■ EXCERPT TO READ ■
===

# Society for the Protection of Exotic Pets



## S P E P (Jun 25, 2012)

*Mission Statement*​ 

*Our mission is to ensure all captive exotic pets kept in the UK are looked after to the highest of welfare standards, and that all keepers responsibly source their animals from legitimate traders and breeders We also wish to see a more responsible trade of exotic pets throughout the nation, with a curtailing of the illegal trade in wild caught species, to prevent habitat and species loss throughout the world.

**Aims and Objectives*​ 
*Our aims are as follows; *

*1. The education of new and experienced exotic pet keepers, to ensure their animals are kept as happy and healthy as possible *

*2. The education of the general public, Local Authorities and Government in how the exotic pet industry cares for their animals, and how the industry can assist conservation throughout the world. *

*3. To oppose Animal Rights Activist Groups who would see our hobby destroyed, and all our pets murdered. We aim to educate the members who have been misled by the AR Groups leaders in to believing their lies and spin. *

*4. The standardisation of ‘Trader Rules’ ensuring all potential keepers are given care sheets and up to date information on the species they wish to keep. This should be carried out by Shops, Traders and Breeders all over the UK. *

*5. To unite the exotic pet keeping community in the fight for our legal ownership of our pets by utilising some of the bigger trade names in our hobby.

===

■ ITEMS ■
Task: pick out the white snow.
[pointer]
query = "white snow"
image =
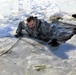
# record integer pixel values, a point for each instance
(42, 9)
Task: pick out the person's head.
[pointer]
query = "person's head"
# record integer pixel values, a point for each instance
(31, 21)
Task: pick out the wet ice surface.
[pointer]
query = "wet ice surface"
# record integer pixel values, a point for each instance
(29, 53)
(31, 56)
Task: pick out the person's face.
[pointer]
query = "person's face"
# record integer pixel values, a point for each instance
(31, 24)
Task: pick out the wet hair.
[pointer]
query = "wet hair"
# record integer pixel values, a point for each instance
(30, 18)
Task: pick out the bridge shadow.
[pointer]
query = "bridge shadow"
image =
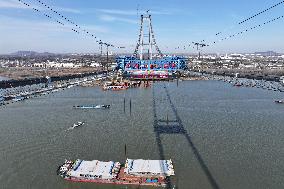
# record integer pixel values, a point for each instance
(176, 127)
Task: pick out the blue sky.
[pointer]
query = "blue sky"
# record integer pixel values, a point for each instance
(177, 23)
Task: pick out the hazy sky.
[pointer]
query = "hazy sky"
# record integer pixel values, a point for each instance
(177, 23)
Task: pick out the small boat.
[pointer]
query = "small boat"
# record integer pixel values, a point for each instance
(279, 101)
(75, 125)
(92, 107)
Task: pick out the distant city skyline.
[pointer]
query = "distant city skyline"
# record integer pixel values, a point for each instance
(176, 23)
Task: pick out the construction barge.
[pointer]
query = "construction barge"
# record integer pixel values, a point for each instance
(133, 172)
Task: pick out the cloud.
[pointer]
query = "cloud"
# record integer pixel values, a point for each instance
(14, 4)
(110, 18)
(16, 24)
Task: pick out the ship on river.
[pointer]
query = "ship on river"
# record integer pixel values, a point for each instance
(133, 172)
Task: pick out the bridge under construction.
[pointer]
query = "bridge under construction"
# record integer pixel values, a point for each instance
(145, 63)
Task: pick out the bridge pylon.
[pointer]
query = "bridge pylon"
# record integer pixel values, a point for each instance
(146, 42)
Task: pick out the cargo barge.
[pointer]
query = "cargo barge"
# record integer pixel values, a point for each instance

===

■ PARTS OF THE EXERCISE ■
• a. In the exotic pet society's mission statement, what should potential keepers be given under the standardized "Trader Rules"?
• b. Carry the exotic pet society's mission statement forward from its last sentence, in the same voice.

■ EXPECTED RESPONSES ■
• a. Care sheets and up-to-date information on the species they wish to keep.

• b.
6. To keep our readers up to date on the latest goings on within our hobbies, including up and coming breeders meetings, how AR Groups plan to disrupt the hobby, etc. 




**Mayoral Education Campaign*​* 
This is a call to our friends and followers!

The Mayor of Doncaster recently announced that he would like to see the end of Reptile Breeders Meetings and Reptile Keeping in general here;

 Mayor wants to call end to lizard shows at Dome 

Clearly he has never experienced the hobby first hand, as if he had, he would see what we at SPEP see. A community dedicated to the wellbeing of our well loved pets.

It is time we grouped, as the Animal Rights Groups do, to inform this Mayor of the truth.

We ask all our followers to contact the Mayor on the following email address: [email protected]

We at SPEP ask the following, when contacting him;

1. Be polite and courteous at all times, he is misinformed not necessarily 'Anti'.
2. Ensure everything you say is factual. We do not want the 'Antis' to have any come back if questioned.
3. Be honest, acknowledge there are failings in the hobby, unscrupulous dealers, but advise that the responsible community abhor these people.
4. Do not mention APA, instead be generic and say Animal Rights Groups.
5. Try to include the following;
(i.) ASA Report: ASA Adjudication on Lush Retail Ltd http://www.asa.org.uk/ASA-action/Adjudications/2012/5/Lush-Retail-Ltd/SHP_ADJ_134880.aspx
(ii.) Tim Wass MBE report: Doncaster IHS show – posted on behalf of Tim Wass 
If anyone would like a copy of the email sent by Tarron, please feel free to PM him. We only ask that you don't copy verbatim, keep it to your own words.

Please report back once you have contacted him, and report any replies to SPEP.

Good Luck!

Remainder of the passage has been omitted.